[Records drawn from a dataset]
#####
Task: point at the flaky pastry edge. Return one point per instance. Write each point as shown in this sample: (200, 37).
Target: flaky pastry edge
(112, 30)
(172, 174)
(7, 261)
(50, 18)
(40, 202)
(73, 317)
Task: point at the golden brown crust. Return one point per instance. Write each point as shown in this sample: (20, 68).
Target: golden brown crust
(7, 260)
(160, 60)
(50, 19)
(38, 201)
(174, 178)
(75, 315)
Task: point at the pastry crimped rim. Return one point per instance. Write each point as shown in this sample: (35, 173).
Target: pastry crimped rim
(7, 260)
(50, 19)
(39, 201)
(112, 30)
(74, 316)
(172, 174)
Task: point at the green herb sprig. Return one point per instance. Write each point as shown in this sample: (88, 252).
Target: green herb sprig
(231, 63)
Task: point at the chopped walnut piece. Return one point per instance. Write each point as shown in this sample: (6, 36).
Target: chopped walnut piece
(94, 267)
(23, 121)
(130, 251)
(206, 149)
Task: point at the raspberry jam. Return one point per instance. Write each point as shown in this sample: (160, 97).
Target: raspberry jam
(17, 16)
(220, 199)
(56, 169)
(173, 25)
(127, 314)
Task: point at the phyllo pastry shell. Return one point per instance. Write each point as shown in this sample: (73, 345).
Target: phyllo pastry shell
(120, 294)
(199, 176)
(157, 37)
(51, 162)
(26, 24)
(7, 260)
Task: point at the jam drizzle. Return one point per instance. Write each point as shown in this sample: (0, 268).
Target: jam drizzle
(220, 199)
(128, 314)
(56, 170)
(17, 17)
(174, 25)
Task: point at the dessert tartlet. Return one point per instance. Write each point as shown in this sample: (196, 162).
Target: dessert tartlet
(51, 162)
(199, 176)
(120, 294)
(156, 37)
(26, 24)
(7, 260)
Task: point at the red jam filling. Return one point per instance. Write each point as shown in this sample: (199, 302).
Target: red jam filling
#####
** Exercise brief **
Give the records again, unchanged and complete.

** Exercise answer **
Task: point at the flaky pastry edge. Return one point per instance. Write each point as shown in this sample: (200, 37).
Target: flaky pastry edge
(112, 30)
(172, 174)
(7, 261)
(50, 18)
(40, 202)
(73, 317)
Task: point at the golden brown crust. Return one point per instance. Write each point as shown in this sample: (20, 68).
Target: golden brown crust
(7, 260)
(160, 60)
(50, 19)
(38, 201)
(174, 178)
(75, 315)
Task: point at the pastry crimped rim. Return one point per instance. Write each point as shown in this sample: (35, 173).
Target: pastry crimped rim
(7, 260)
(50, 19)
(39, 201)
(112, 30)
(74, 316)
(172, 174)
Task: point at the green herb sprig. Return one point per instance. Write each point as shown in this sample: (88, 252).
Target: green herb sprig
(231, 63)
Task: point at the chopped walnut piece. Return one point per instance. Write each point as shown in this sample: (6, 36).
Target: chopped walnut piece
(94, 267)
(23, 121)
(130, 251)
(206, 149)
Task: point at the raspberry jam. Return one point per instance. Write each point as shown in this sample: (160, 97).
Target: raspberry jam
(17, 16)
(220, 199)
(56, 169)
(173, 25)
(127, 314)
Task: point at the phyllo pastry shell. Return one point per instance. Write each point as shown in this sample: (73, 345).
Target: phyllo pastry shell
(120, 294)
(199, 176)
(157, 37)
(51, 162)
(26, 24)
(7, 260)
Task: point at the jam drizzle. Return one point per instance. Write each point as shown in this sample: (0, 268).
Target: jam drizzle
(220, 199)
(128, 314)
(56, 170)
(17, 17)
(174, 25)
Task: point at the dessert tartlet. Return one point per instance. Write each point as shown in this sample: (196, 162).
Target: dessert tartlet
(51, 162)
(199, 176)
(120, 294)
(156, 37)
(26, 24)
(7, 260)
Task: point at the red jam filling. Return one point per instance. Write each point as shown in this sample: (199, 302).
Target: red jam filling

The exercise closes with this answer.